• _What you are asked to do_
Put every line of the material below into a JSON list of strings, one string per line, and leave out the blank lines.
----- Input rows -----
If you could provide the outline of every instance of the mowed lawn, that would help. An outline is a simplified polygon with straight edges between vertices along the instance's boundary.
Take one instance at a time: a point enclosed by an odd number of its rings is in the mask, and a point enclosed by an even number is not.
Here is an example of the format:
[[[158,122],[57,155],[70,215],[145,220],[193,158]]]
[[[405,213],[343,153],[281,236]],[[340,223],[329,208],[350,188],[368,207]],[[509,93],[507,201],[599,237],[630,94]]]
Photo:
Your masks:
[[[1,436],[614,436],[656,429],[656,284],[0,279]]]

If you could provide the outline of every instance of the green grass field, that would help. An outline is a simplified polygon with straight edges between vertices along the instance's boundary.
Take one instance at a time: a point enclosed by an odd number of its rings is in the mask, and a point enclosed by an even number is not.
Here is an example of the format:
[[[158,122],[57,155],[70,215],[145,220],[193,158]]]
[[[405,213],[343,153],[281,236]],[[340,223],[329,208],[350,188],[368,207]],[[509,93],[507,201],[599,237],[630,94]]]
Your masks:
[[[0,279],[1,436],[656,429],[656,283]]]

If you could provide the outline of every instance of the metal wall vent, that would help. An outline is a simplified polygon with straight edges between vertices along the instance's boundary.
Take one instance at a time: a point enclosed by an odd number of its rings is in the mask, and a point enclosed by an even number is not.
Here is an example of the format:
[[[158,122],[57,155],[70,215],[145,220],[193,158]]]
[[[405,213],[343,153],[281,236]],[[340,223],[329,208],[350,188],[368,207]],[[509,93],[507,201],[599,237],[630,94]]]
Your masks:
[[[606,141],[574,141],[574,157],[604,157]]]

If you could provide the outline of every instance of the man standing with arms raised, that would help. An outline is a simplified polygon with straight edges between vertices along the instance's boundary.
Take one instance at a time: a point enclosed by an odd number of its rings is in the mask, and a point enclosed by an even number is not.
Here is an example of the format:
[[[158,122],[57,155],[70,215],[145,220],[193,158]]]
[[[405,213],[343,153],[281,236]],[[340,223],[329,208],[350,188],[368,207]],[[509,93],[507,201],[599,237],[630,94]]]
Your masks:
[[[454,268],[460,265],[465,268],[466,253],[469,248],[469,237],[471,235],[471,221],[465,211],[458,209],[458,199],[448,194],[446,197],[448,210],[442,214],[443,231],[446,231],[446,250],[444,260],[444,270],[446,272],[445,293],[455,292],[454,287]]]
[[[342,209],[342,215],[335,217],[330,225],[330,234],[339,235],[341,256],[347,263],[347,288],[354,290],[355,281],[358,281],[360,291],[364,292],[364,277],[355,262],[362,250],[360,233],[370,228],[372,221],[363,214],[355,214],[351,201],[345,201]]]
-----
• _Written answer_
[
  "If you could provide the outline of every instance of the mowed lawn, that would help. An outline is a simplified polygon with straight edges between vertices along the instance's boundary.",
  "Take one instance at a time: a point enclosed by an odd number of its rings is in the mask, and a point enclosed by an even number is not.",
  "Here is an example of the format:",
  "[[[158,122],[57,155],[70,215],[145,220],[193,158]]]",
  "[[[405,213],[343,153],[281,236]],[[340,223],[329,208],[350,188],[368,207]],[[509,93],[507,201],[599,237],[630,94]]]",
  "Photo:",
  "Your masks:",
  "[[[1,436],[614,436],[656,429],[656,284],[0,279]]]",
  "If you could provide the outline of every instance of the green grass field, that would help. An outline is a simplified polygon with straight edges between vertices along the instance's boundary.",
  "Take one instance at a time: a point enclosed by an odd number of its rings is in the mask, and a point enclosed by an even number is not.",
  "Here is an example of the format:",
  "[[[158,122],[57,155],[70,215],[145,220],[193,158]]]",
  "[[[405,213],[343,153],[281,236]],[[340,223],[329,208],[350,188],[368,207]],[[509,93],[507,201],[599,237],[630,94]]]",
  "Your masks:",
  "[[[0,279],[1,436],[656,429],[656,283]]]",
  "If you could provide the outline of every instance of the metal wall vent, that would help. An outline is a simplified polygon with straight edges between vertices along the instance's boundary.",
  "Take one instance at a time: a point enclosed by an odd number of its rings is in the mask, and a point enclosed by an even number is not.",
  "Here is an example of the format:",
  "[[[158,122],[57,155],[70,215],[145,220],[193,158]]]",
  "[[[405,213],[343,153],[281,236]],[[340,223],[329,208],[350,188],[368,207]],[[509,93],[507,201],[599,237],[630,94]]]",
  "Your masks:",
  "[[[606,141],[574,141],[574,157],[604,157]]]",
  "If you could provide the outline of every instance of the man standing with arms raised, that would help. An outline is a simplified polygon with straight edges between vertices along the instance's boundary.",
  "Take one instance at a time: a point enclosed by an odd number of its rings is in the mask, and a point enclosed by an even number is not.",
  "Here is an example of the format:",
  "[[[158,122],[57,155],[70,215],[145,220],[193,158]]]",
  "[[[405,213],[343,153],[281,236]],[[340,223],[329,208],[350,188],[368,207]],[[509,93],[507,201],[599,237],[630,94]]]",
  "Your masks:",
  "[[[454,268],[460,265],[465,268],[466,253],[469,248],[469,237],[471,235],[471,221],[465,211],[458,209],[458,199],[448,194],[446,197],[448,210],[442,214],[443,231],[446,231],[446,250],[444,260],[444,270],[446,272],[445,293],[455,292],[454,287]]]",
  "[[[342,209],[342,215],[335,217],[330,225],[330,234],[339,235],[341,256],[347,263],[347,288],[354,290],[355,281],[358,281],[360,291],[364,292],[364,277],[355,262],[362,250],[360,233],[370,228],[372,221],[363,214],[355,214],[351,201],[345,201]]]"
]